#### Document excerpt
Start

The exemplary embodiments relate to methods and systems for generating maps of agricultural blocks within, for example, orchards or vineyards.
Typically, blocks of trees within orchards include groups of trees planted in straight rows. Within each block, the distance between adjacent rows (known as the “row gap” or “row span”) is constant and the distance between each tree within a row (known as the “tree span”) is constant. To analyze and evaluate the quality of operations within an orchard (for example, to detect errors in the behavior of a tractor that is spraying pesticides), it may be desirable to build a map of such blocks.
In an embodiment, a method for generating an agricultural block map includes receiving input data regarding an agricultural block, the input data including a row span, a tree span, a block heading, at least one image of the block, and at least one location sample obtained at a location in a row within the block; performing image recognition on the at least one image to identify lines within the at least one image; identifying at least one polygon within the block based on the lines within the at least one image; and generating rows within each polygon based on the row heading, the row spacing, and the at least one location sample.

End

#### Set exercise A
According to the text on agricultural block maps, what is the distance between adjacent rows within a block called?
The records that come next are unrelated to the text on agricultural block maps.

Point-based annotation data
Start

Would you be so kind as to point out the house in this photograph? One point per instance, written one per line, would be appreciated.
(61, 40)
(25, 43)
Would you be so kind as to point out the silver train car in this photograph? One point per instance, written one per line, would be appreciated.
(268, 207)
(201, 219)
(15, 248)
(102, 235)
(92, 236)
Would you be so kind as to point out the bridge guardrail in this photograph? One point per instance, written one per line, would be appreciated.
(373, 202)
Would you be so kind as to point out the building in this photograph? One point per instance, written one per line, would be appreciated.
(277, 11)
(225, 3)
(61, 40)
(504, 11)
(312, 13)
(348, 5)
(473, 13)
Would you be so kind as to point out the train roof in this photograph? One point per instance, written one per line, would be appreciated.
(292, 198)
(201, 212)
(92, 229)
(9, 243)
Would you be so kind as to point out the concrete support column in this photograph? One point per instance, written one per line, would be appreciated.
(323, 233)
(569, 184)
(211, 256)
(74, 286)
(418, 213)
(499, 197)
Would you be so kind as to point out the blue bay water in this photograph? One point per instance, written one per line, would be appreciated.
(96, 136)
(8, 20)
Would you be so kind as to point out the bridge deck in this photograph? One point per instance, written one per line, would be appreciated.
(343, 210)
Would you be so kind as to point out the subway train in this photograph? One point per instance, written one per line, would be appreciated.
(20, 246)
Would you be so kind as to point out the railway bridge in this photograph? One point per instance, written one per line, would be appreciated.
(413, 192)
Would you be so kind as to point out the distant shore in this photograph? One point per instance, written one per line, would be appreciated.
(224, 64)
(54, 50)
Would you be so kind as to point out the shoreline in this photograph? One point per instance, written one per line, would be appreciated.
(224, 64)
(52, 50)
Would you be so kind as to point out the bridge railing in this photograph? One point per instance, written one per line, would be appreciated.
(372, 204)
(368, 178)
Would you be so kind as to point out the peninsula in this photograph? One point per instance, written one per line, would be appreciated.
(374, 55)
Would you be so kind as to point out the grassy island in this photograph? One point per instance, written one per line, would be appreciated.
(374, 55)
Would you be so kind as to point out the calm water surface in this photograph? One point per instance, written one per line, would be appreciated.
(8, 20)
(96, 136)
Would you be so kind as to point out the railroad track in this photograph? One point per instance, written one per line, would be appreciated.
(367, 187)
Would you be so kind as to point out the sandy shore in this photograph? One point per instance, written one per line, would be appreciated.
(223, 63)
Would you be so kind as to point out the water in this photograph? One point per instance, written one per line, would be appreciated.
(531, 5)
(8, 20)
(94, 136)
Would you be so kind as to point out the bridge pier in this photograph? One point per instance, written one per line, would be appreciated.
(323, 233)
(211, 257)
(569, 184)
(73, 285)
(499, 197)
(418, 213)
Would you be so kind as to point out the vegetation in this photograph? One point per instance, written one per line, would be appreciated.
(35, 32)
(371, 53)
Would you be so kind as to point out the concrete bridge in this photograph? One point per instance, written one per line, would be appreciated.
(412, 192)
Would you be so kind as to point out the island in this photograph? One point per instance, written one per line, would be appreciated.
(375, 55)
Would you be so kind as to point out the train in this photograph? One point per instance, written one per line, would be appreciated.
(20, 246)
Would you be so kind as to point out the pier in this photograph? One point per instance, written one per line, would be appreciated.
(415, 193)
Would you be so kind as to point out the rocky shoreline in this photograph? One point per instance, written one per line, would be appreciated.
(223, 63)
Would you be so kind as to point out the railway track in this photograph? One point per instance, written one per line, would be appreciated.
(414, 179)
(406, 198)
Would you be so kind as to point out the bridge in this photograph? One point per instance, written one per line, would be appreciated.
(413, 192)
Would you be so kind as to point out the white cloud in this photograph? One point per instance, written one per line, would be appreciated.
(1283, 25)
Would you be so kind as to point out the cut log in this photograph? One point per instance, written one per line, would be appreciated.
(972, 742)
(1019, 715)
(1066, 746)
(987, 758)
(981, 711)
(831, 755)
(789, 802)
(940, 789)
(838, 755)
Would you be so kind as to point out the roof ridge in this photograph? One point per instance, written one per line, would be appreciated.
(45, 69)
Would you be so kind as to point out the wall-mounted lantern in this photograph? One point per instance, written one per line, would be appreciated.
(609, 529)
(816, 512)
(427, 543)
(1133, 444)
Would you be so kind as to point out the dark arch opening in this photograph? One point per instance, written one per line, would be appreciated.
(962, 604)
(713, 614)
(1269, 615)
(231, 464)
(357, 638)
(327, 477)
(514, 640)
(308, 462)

End

#### Set exercise B
Reproduce the records verbatim, from the line containing "Would you be so kind as to point out the cut" through the end of the records, inclusive.

#### Final result A
It is called the "row gap" or "row span."

#### Final result B
Would you be so kind as to point out the cut log in this photograph? One point per instance, written one per line, would be appreciated.
(972, 742)
(1019, 715)
(1066, 746)
(987, 758)
(981, 711)
(831, 755)
(789, 802)
(940, 789)
(838, 755)
Would you be so kind as to point out the roof ridge in this photograph? One point per instance, written one per line, would be appreciated.
(45, 69)
Would you be so kind as to point out the wall-mounted lantern in this photograph? One point per instance, written one per line, would be appreciated.
(609, 529)
(816, 512)
(427, 543)
(1133, 444)
Would you be so kind as to point out the dark arch opening in this photograph? One point per instance, written one per line, would be appreciated.
(962, 604)
(713, 614)
(1269, 615)
(231, 464)
(357, 638)
(327, 477)
(514, 640)
(308, 462)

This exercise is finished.